Written request: Each record below is to be copied word for word, with pictures removed.

Extracted records:
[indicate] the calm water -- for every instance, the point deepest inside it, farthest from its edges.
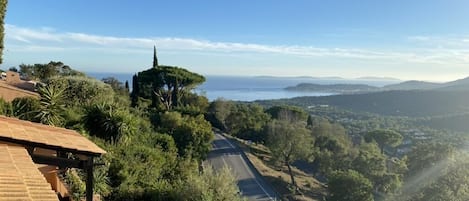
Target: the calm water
(253, 88)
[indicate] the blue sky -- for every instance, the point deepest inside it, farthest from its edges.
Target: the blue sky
(425, 40)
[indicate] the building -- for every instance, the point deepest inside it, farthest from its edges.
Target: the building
(32, 155)
(11, 87)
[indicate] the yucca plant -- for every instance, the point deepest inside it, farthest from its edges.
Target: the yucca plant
(52, 106)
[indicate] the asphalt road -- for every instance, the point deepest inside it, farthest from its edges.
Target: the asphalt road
(250, 183)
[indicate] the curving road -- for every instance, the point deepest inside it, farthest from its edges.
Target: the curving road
(250, 183)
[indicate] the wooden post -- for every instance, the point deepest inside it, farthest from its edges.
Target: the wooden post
(89, 179)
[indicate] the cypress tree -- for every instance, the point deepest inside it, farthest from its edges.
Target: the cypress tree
(3, 9)
(127, 85)
(155, 59)
(135, 90)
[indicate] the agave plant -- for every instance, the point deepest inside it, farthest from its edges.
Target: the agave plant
(52, 106)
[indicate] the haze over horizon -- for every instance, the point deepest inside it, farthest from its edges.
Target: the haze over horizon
(418, 40)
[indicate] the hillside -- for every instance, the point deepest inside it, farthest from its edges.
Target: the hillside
(412, 85)
(414, 103)
(336, 88)
(457, 85)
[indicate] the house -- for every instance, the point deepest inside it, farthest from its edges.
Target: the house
(11, 87)
(32, 155)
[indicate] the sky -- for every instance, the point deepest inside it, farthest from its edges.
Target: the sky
(409, 40)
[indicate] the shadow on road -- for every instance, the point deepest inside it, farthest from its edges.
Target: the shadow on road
(250, 188)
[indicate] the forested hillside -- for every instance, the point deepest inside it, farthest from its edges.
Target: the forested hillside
(413, 103)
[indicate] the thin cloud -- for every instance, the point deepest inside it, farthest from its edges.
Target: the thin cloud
(446, 51)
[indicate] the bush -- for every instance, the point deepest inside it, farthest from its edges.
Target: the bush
(25, 108)
(108, 122)
(5, 108)
(81, 90)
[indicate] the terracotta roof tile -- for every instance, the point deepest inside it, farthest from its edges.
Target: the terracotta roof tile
(46, 135)
(19, 177)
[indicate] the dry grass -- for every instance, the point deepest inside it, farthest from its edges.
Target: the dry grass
(278, 177)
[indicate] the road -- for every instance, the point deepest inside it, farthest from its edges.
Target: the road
(250, 183)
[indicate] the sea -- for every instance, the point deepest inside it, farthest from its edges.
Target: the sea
(251, 88)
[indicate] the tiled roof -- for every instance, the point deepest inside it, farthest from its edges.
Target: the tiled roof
(20, 179)
(25, 132)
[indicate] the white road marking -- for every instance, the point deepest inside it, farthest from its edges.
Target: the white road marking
(247, 168)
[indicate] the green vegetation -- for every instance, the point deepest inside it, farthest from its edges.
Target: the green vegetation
(349, 186)
(3, 9)
(42, 72)
(289, 142)
(155, 150)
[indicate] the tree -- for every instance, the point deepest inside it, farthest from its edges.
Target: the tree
(3, 10)
(218, 112)
(14, 69)
(384, 138)
(288, 143)
(210, 185)
(135, 90)
(247, 121)
(127, 86)
(349, 186)
(155, 59)
(166, 85)
(370, 162)
(192, 135)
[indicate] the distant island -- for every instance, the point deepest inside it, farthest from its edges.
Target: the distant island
(457, 85)
(333, 88)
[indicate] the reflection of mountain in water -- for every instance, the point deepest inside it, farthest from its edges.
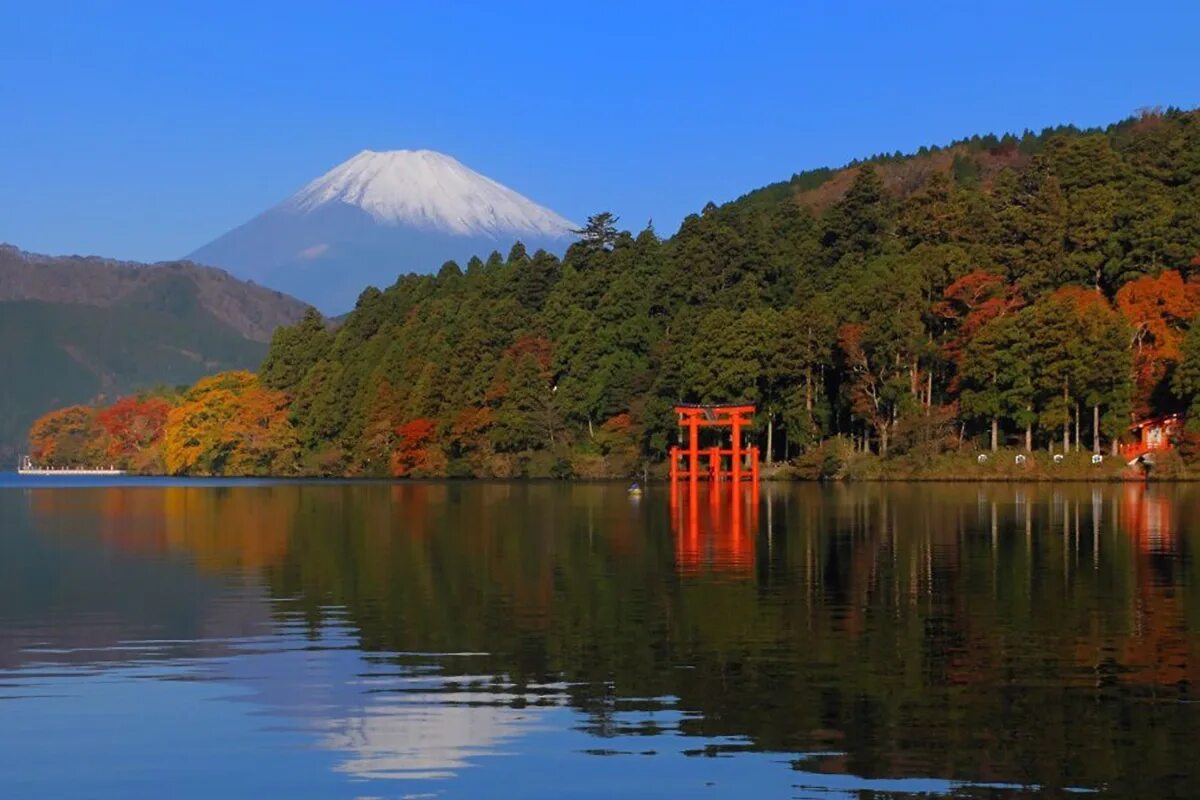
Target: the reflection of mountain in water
(976, 633)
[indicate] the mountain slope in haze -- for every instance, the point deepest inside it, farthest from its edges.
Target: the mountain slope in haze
(377, 216)
(73, 330)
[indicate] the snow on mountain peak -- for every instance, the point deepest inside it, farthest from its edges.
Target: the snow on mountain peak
(429, 190)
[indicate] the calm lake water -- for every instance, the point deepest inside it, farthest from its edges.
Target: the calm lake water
(547, 641)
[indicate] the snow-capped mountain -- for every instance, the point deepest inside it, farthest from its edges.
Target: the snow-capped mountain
(377, 216)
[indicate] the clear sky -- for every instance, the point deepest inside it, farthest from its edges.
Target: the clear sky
(145, 130)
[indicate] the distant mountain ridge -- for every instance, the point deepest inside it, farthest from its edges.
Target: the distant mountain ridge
(252, 311)
(73, 330)
(377, 216)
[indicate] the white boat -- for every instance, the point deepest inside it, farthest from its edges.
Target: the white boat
(27, 467)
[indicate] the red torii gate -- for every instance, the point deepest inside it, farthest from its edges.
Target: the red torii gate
(693, 419)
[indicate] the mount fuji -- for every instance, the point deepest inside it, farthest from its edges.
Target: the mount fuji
(375, 217)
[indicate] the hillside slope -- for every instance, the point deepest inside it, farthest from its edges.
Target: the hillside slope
(73, 330)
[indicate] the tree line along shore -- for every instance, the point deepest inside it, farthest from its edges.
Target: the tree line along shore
(894, 318)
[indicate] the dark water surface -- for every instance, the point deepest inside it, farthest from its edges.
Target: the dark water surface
(545, 641)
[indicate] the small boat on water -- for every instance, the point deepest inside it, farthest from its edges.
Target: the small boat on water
(27, 467)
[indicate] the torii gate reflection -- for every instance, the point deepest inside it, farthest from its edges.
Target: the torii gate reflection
(715, 527)
(713, 534)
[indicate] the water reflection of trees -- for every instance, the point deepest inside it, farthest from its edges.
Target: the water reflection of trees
(1042, 635)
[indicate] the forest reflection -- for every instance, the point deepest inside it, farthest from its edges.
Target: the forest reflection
(1038, 635)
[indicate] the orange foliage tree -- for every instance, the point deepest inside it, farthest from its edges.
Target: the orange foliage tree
(232, 425)
(413, 453)
(67, 437)
(1159, 310)
(135, 427)
(971, 302)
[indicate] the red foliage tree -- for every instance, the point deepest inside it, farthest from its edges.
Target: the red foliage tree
(1159, 310)
(971, 302)
(413, 452)
(133, 425)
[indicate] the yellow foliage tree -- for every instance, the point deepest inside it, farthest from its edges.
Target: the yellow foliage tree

Completed task:
[indicate] the calm water -- for every instance, the point deepest inside it, farthest from its edges.
Target: the calm water
(253, 88)
[indicate] the blue sky -- for every instance, the point deepest inside it, farthest from its edges.
Target: the blue sky
(425, 40)
[indicate] the building -- for every instance, the point deepest inside it, farthest from its edges.
Target: the building
(32, 155)
(11, 87)
[indicate] the yucca plant -- for every instance, the point deepest inside it, farthest from its edges.
Target: the yucca plant
(52, 106)
[indicate] the asphalt road -- for every instance, the point deepest inside it, farthest from its edges.
Target: the asphalt road
(250, 183)
[indicate] the curving road -- for every instance, the point deepest inside it, farthest from its edges.
Target: the curving road
(250, 183)
[indicate] the wooden post -- for every instance, the point deepest inside it, farthest from its edges.
Target: the wooden post
(89, 179)
[indicate] the cypress tree -- for every instance, the point deepest inside it, farthest from its edges.
Target: the cypress tree
(3, 9)
(127, 85)
(155, 59)
(135, 90)
[indicate] the agave plant -- for every instance, the point deepest inside it, farthest from its edges.
Target: the agave plant
(52, 106)
[indicate] the haze over horizon -- for every instance, the point deepest inside it, farthest from its edges.
Target: the haze over horizon
(418, 40)
[indicate] the hillside -- for every instance, the point deepest inside it, farthest from its edges.
Target: the hillside
(412, 85)
(414, 103)
(336, 88)
(457, 85)
[indicate] the house -- for every instance, the point deepest inside it, farthest from its edges.
Target: the house
(11, 87)
(32, 155)
[indicate] the sky -- for every instance, the point deepest inside it, farthest from its edges.
Target: the sky
(409, 40)
[indicate] the shadow on road -- for every instance, the point deepest inside it, farthest from its edges.
Target: the shadow on road
(250, 188)
[indicate] the forested hillside -- for every instance, the point deepest inside it, farthest from its edges.
Target: the forested hillside
(413, 103)
[indicate] the thin cloud -- for every instance, the point deepest inside it, farthest from its edges.
Target: the thin cloud
(446, 51)
[indicate] the bush -- for every instance, the point deepest inside it, farthest from its edges.
Target: the bush
(25, 108)
(108, 122)
(5, 108)
(81, 90)
[indicate] the terracotta roof tile -- for every instance, the point deepest inside it, farthest from its edges.
Target: the terracotta roof tile
(46, 135)
(19, 177)
[indicate] the dry grass -- for every instance, the point deepest inside it, farthest from its edges.
Target: the dry grass
(278, 177)
[indicate] the road -- for every instance, the point deepest inside it, farthest from its edges.
Target: the road
(250, 183)
[indicate] the sea -- for every instance, the point deepest inside it, farthest from its edges.
Target: the sea
(251, 88)
[indicate] the tiled roof -- for every instance, the point deepest inside it, farthest from its edges.
Target: the tiled roof
(20, 179)
(25, 132)
[indicate] the white road marking -- for every instance, the point deepest inside it, farthest from its edges.
Target: the white road marking
(247, 168)
[indicate] the green vegetation -- for every instance, the point deepest inside it, farthest from its edges.
Target: the green vegetation
(349, 186)
(3, 9)
(42, 72)
(289, 142)
(155, 150)
[indicate] the tree -- for every instance, the point deepest inside it, farthest from its edges.
Target: the tree
(3, 10)
(218, 112)
(14, 69)
(384, 138)
(288, 143)
(210, 185)
(135, 90)
(247, 121)
(127, 86)
(349, 186)
(155, 59)
(166, 85)
(370, 162)
(192, 135)
[indicate] the distant island -- for every instance, the point deepest inside it, farthest from its edges.
Target: the distant island
(457, 85)
(333, 88)
[indicate] the reflection of mountain in water -- for every instance, the point deepest inside it, farthest from its edges.
Target: the reflection of mountain in water
(976, 633)
[indicate] the mountain slope in haze -- for every instance, the point deepest inside it, farthest from its edges.
Target: the mountain slope in haze
(377, 216)
(73, 330)
[indicate] the snow on mountain peak -- for every instance, the point deepest inside it, farthest from its edges.
Target: the snow on mountain peak
(429, 190)
[indicate] the calm lake water -- for every instance, the point deepest inside it, farthest from its edges.
Target: the calm lake water
(547, 641)
[indicate] the snow-capped mountain -- for every instance, the point deepest inside it, farthest from its edges.
Target: the snow-capped mountain
(377, 216)
[indicate] the clear sky -- for every instance, the point deepest inside it, farthest from its edges.
Target: the clear sky
(145, 130)
[indicate] the distant mountain ridge -- for every instance, the point deepest inside it, farthest from its edges.
Target: the distant mountain ridge
(252, 311)
(73, 330)
(377, 216)
[indicate] the white boat -- for every instance, the point deepest inside it, farthest from its edges.
Target: the white boat
(27, 467)
[indicate] the red torii gate -- for every instance, the point deepest inside it, farthest from its edges.
Target: the red torii gate
(693, 419)
[indicate] the mount fuji -- for every instance, the point deepest inside it, farthest from its edges.
Target: the mount fuji
(375, 217)
[indicate] the hillside slope -- for every instance, the point deepest inside it, farthest from its edges.
Target: the hillside slope
(73, 330)
[indicate] the tree line along shore -- for every instance, the point deepest inside it, farthest from its edges.
Target: the tree line along shore
(894, 318)
[indicate] the dark water surface -- for every instance, the point deepest inside it, farthest from its edges.
Target: the dark water surface
(545, 641)
[indicate] the small boat on water -- for every instance, the point deepest inside it, farthest from its edges.
Target: the small boat on water
(27, 467)
[indicate] the torii gate reflection -- for every instance, the point deepest inside it, farthest from its edges.
Target: the torii gate reflection
(715, 527)
(713, 534)
[indicate] the water reflection of trees -- for every instance, the point deepest inside it, farthest from its edges.
Target: the water reflection of trees
(1042, 635)
[indicate] the forest reflection -- for every instance, the point deepest inside it, farthest from its edges.
Target: the forest reflection
(1038, 635)
[indicate] the orange foliage tree -- for every instance, the point deepest inside it, farthest from its edges.
Target: the orange foliage tree
(232, 425)
(413, 453)
(67, 437)
(1159, 310)
(135, 427)
(971, 302)
[indicate] the red foliage tree -- for every instance, the point deepest inside it, farthest from its edges.
Target: the red foliage tree
(1159, 310)
(971, 302)
(413, 452)
(133, 425)
[indicate] the yellow foliage tree -- for every instance, the point deepest inside it, farthest from its edges.
Target: the yellow foliage tree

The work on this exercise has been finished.